◆ **YOUR GOAL**: Write a two-sentence summary of the TensorFlow tutorial below.

◆ **EXTRACT PROVIDED**:
# Image classification example: cats vs dogs

Learn how to use Keras and TensorFlow

In [None]:
import tensorflow as tf
from tensorflow import keras

Learn about:

- Tensors, variables, and gradients in TensorFlow
- Creating layers by subclassing the Layer class
- Writing low-level training loops
- Tracking losses created by layers via the add_loss() method
- Tracking metrics in a low-level training loop
- Speeding up execution with a compiled tf.function
- Executing layers in training or inference mode
- The Keras Functional API

## Tensors

TensorFlow is an infrastructure layer for differentiable programming. At its heart, it's a framework for manipulating N-dimensional arrays (tensors), much like NumPy.

However, there are three key differences between NumPy and TensorFlow:

1. TensorFlow can leverage hardware accelerators such as GPUs and TPUs.
2. TensorFlow can automatically compute the gradient of arbitrary differentiable tensor expressions.
3. TensorFlow computation can be distributed to large numbers of devices on a single machine, and large number of machines (potentially with multiple devices each).

In [None]:
constant_tensor = tf.constant([[1, 0], [0, 1]])
constant_tensor

You can get the tensor's values as a Numpy nd-array.

In [None]:
constant_tensor.numpy()

Find its type and shape the same way of Numpy arrays.

In [None]:
print(f'DType: {constant_tensor.dtype}')
print(f'Shape: {constant_tensor.shape}')

Constant tensors of 1s and 0s.

In [None]:
tf.ones(shape=(3, 2))


In [None]:
tf.zeros(shape=(2, 3))

Random uniform tensor.

In [None]:
tf.random.uniform(shape=(3, 1), minval=0., maxval=1.)

Random from normal distribution.

In [None]:
tf.random.normal(shape=(1, 3), mean=0., stddev=1.)

## Variables

Variables are special tensors used to store mutable state (such as the weights of a neural network). You create a variable using some initial value.

◆ **SUPPLIED ENTRIES**:
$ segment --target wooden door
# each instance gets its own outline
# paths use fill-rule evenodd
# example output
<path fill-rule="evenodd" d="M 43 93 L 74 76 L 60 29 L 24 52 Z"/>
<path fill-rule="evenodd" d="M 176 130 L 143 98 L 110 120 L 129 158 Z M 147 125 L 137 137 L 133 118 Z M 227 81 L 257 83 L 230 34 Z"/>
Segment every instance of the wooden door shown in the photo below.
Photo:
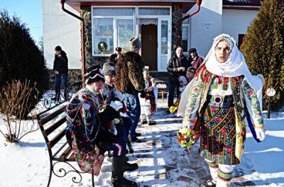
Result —
<path fill-rule="evenodd" d="M 158 52 L 158 31 L 155 25 L 142 25 L 141 44 L 142 58 L 145 66 L 149 67 L 149 70 L 157 71 Z"/>

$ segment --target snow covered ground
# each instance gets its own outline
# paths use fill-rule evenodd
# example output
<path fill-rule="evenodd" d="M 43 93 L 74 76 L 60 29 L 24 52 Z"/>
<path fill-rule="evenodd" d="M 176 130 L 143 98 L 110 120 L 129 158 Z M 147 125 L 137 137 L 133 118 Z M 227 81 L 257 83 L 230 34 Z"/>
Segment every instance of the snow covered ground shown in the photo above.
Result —
<path fill-rule="evenodd" d="M 197 186 L 209 176 L 207 166 L 198 157 L 198 144 L 190 154 L 178 146 L 175 130 L 180 128 L 182 119 L 164 113 L 166 102 L 158 101 L 156 125 L 138 126 L 143 142 L 133 144 L 136 152 L 129 157 L 130 162 L 140 167 L 124 176 L 141 186 Z M 39 108 L 43 110 L 42 103 Z M 245 152 L 235 169 L 233 186 L 284 186 L 284 110 L 271 113 L 271 119 L 265 112 L 263 115 L 266 138 L 256 143 L 247 132 Z M 6 128 L 3 121 L 0 128 Z M 96 186 L 110 186 L 111 165 L 111 159 L 106 157 L 99 176 L 95 177 Z M 26 136 L 18 145 L 5 144 L 0 137 L 0 186 L 46 186 L 48 177 L 48 153 L 40 130 Z M 83 175 L 78 184 L 71 181 L 72 177 L 53 175 L 50 186 L 92 186 L 88 174 Z"/>

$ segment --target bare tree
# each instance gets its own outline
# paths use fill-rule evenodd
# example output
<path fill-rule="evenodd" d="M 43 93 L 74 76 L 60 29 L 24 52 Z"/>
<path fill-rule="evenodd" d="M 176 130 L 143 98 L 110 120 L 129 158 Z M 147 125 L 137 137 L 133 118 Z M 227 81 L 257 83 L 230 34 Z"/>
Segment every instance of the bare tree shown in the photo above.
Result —
<path fill-rule="evenodd" d="M 32 91 L 37 91 L 36 85 L 31 86 L 27 80 L 23 83 L 13 80 L 2 88 L 0 108 L 3 115 L 0 118 L 5 122 L 7 132 L 4 133 L 3 129 L 0 130 L 0 132 L 9 142 L 18 142 L 23 137 L 38 129 L 38 126 L 35 125 L 37 123 L 35 123 L 34 116 L 23 123 L 24 114 L 31 105 L 28 100 L 33 96 Z M 38 99 L 38 96 L 35 96 L 35 98 Z"/>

◆ **THE ANSWER**: TensorFlow is an infrastructure layer for differentiable programming that manipulates N-dimensional arrays much like NumPy, but it can also use hardware accelerators such as GPUs and TPUs, compute gradients automatically, and distribute computation across many devices and machines. The tutorial shows how to create a constant tensor, read its values as a NumPy array along with its dtype and shape, and build tensors of ones, zeros, and uniform or normal random values, and it describes variables as special tensors that store mutable state such as the weights of a neural network.